* [Try it] Every line below is to be quoted exactly, with nothing added or dropped.

* [Recorded information]
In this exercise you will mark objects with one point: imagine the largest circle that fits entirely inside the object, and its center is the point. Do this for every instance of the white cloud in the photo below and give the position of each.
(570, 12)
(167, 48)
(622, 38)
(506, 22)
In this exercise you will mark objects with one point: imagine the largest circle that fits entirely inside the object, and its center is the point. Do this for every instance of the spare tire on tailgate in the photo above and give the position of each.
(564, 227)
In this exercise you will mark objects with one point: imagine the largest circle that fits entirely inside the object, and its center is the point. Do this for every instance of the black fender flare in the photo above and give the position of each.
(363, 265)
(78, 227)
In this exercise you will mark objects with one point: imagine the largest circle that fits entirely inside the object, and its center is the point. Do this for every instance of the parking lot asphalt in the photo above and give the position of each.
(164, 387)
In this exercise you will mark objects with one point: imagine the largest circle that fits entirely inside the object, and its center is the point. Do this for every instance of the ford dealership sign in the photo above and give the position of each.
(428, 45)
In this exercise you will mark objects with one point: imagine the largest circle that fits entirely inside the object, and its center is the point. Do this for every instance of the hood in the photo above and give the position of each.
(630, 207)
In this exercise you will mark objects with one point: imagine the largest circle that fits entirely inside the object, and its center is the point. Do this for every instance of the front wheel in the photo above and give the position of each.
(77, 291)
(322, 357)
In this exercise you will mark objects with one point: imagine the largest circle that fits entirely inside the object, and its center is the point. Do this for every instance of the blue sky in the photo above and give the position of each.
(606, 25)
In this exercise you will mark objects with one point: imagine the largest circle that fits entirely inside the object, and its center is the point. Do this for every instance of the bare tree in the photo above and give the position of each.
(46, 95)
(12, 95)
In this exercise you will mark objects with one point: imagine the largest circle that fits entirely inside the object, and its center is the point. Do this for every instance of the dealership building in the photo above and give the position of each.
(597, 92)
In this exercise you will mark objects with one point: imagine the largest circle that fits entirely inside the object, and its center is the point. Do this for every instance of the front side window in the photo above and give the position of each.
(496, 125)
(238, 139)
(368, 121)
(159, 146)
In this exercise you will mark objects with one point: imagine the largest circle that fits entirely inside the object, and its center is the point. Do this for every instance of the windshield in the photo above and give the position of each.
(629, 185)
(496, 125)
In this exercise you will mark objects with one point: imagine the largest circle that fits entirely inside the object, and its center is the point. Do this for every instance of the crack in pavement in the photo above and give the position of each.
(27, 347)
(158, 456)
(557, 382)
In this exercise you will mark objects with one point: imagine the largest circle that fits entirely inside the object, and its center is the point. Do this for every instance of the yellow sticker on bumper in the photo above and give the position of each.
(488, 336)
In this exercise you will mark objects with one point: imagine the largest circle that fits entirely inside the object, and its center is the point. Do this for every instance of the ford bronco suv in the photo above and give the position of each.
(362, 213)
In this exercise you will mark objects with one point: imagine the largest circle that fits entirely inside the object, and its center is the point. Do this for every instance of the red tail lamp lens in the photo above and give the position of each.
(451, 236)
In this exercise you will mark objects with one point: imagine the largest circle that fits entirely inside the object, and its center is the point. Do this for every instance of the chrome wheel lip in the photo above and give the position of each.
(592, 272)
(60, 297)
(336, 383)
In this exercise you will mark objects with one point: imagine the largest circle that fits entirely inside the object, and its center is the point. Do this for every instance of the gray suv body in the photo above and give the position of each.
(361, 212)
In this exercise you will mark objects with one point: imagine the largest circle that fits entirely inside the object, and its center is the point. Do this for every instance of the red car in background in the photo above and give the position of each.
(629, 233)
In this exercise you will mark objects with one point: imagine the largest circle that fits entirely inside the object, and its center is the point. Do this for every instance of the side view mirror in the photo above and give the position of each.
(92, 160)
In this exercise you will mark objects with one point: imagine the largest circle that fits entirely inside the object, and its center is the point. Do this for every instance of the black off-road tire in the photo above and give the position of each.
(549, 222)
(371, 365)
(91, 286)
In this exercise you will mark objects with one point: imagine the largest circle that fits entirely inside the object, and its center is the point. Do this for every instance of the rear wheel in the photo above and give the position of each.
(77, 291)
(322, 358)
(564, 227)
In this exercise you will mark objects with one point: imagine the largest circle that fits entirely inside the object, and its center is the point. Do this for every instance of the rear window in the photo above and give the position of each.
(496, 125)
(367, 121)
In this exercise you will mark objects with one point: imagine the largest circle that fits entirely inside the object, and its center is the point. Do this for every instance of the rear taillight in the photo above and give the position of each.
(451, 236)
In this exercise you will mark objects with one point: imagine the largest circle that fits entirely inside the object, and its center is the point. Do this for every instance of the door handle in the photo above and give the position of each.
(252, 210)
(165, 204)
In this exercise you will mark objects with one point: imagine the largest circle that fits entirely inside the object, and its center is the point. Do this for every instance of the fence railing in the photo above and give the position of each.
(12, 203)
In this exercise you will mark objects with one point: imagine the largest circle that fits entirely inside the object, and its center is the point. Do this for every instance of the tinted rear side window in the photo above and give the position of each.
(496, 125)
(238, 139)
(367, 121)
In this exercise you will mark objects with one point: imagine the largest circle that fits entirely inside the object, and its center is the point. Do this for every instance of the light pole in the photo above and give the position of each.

* [Response area]
In this exercise you will mark objects with one point: imagine the largest circle that fits entirely inside the object, and its center is the point. Do this for every instance of the white cloud in the photo below and give the position of each.
(570, 12)
(167, 48)
(622, 38)
(506, 22)
In this exercise you will mark objects with one point: imagine the largest circle that fits entirely inside the object, and its center is the point. Do this for every instance of the spare tire on tailgate in the photo above and give the position of each.
(564, 227)
In this exercise you will mark objects with one point: imagine the largest circle that fits entirely inside the object, and its center is the point. Do this for every instance of the black fender flare in the photo above and give the position of each.
(363, 265)
(78, 227)
In this exercise you will mark objects with one point: imagine the largest circle that fits entirely inside the object, and its center is the point. Do this for every instance of the parking lot asphalt in the photo above and give the position of each.
(164, 387)
In this exercise you will mark objects with one point: imagine the largest circle that fits entirely inside the object, and its center is the point. Do this for every instance of the ford dealership sign in the photo above and give the position of each.
(428, 45)
In this exercise you will mark objects with one point: imagine the largest circle that fits entirely inside the object, and its center is the point. Do this for every instance of the hood in the photo above and give the position of each.
(630, 207)
In this exercise you will mark objects with one point: imagine the largest circle that fits entirely inside the object, and its center is the point. Do this for every instance of the front wheel in the photo above and give the position of each.
(77, 291)
(322, 357)
In this exercise you will mark objects with one point: imagine the largest circle that fits entirely inside the object, and its center is the point. Do this for every instance of the blue sky in the photo above and give the position of each.
(606, 25)
In this exercise you will mark objects with one point: imagine the largest circle that fits entirely inside the object, and its center is the point. Do this for every instance of the bare tree in the photo above and give the position of each.
(46, 95)
(12, 95)
In this exercise you will mark objects with one point: imagine the largest circle that fits entirely inside the object, and its center is the point. Do this for every instance of the dealership building in the photo above and give the position of each.
(597, 92)
In this exercise you will mark objects with one point: imagine the largest circle that fits entirely inside the object, and its center is the point. Do this for every instance of the front side window in the photo above and give the position of each.
(496, 125)
(238, 139)
(368, 121)
(159, 146)
In this exercise you will mark objects with one point: imagine the largest circle that fits entirely inside the object, and its center is the point. Do this for every instance of the windshield in the photo above and give the position of each.
(629, 185)
(496, 125)
In this exercise you will mark objects with one point: imagine the largest circle that fits entirely inside the object, and its center is the point. Do this for every instance of the crack in pavement in the photo above and give the position of each.
(27, 347)
(158, 456)
(557, 382)
In this exercise you will mark objects with one point: imagine the largest circle that fits entirely inside the object, and its center is the point. Do this for every instance of the yellow sticker on bumper in the photo above and give the position of each.
(488, 336)
In this exercise you will mark objects with one point: imagine the largest circle that fits entirely inside the object, and its center is the point. Do this for every instance of the ford bronco suv in the photo above and give the position of each.
(362, 213)
In this exercise you will mark objects with one point: imagine the largest circle that fits entirely inside the object, and its center is the point. Do this for every instance of the red tail lamp lens in the photo above and give the position of each.
(451, 236)
In this exercise you will mark objects with one point: imagine the largest circle that fits entirely inside the object, and its center is the point. Do this for every instance of the chrome wheel lip in the photo above and give the position of each.
(592, 272)
(60, 297)
(336, 383)
In this exercise you will mark objects with one point: imagine the largest circle that fits entirely inside the object, and its center is the point. Do this for every instance of the gray suv body in the photo above and give the position of each.
(361, 212)
In this exercise you will mark objects with one point: imagine the largest circle that fits entirely inside the object, and its center is the point. Do this for every instance of the red car in background in the photo above and give the position of each.
(629, 233)
In this exercise you will mark objects with one point: imagine the largest circle that fits entirely inside the object, and its center is the point. Do this for every instance of the side view mirror in the photo above and give the position of each.
(92, 160)
In this exercise you will mark objects with one point: imagine the largest circle that fits entirely inside the object, and its center is the point. Do this for every instance of the black off-road tire in the photo above and give the position of each.
(549, 222)
(371, 365)
(91, 286)
In this exercise you will mark objects with one point: imagine the largest circle that fits entirely inside the object, and its center is the point. Do this for every instance of the rear wheel in the photo above and give the position of each.
(77, 291)
(322, 358)
(564, 227)
In this exercise you will mark objects with one point: imagine the largest circle that fits entirely inside the object, and its center is the point. Do this for every instance of the rear window in the photo above and give the position of each.
(496, 125)
(367, 121)
In this exercise you will mark objects with one point: imagine the largest circle that fits entirely inside the object, and its center is the point. Do this for every instance of the rear taillight in the photo above and give the position of each.
(451, 236)
In this exercise you will mark objects with one point: imagine the largest circle that fits entirely inside the object, and its center is the point. Do this for every instance of the door handle in the photo above and give the position of each.
(252, 210)
(165, 204)
In this exercise you will mark objects with one point: imagine the largest circle that fits entirely inside the object, and its center is the point. Do this for every instance of the fence railing in the photo above and give the position of each.
(12, 203)
In this exercise you will mark objects with one point: imagine the largest circle that fits entirely inside the object, and its center is the point. Do this for every instance of the tinted rear side window in the photo above and give the position of each.
(496, 125)
(238, 139)
(367, 121)
In this exercise you will mark objects with one point: imagine the largest circle that fits entirely inside the object, and its center is the point. Do this for every instance of the light pole in the photo above and give the position of each.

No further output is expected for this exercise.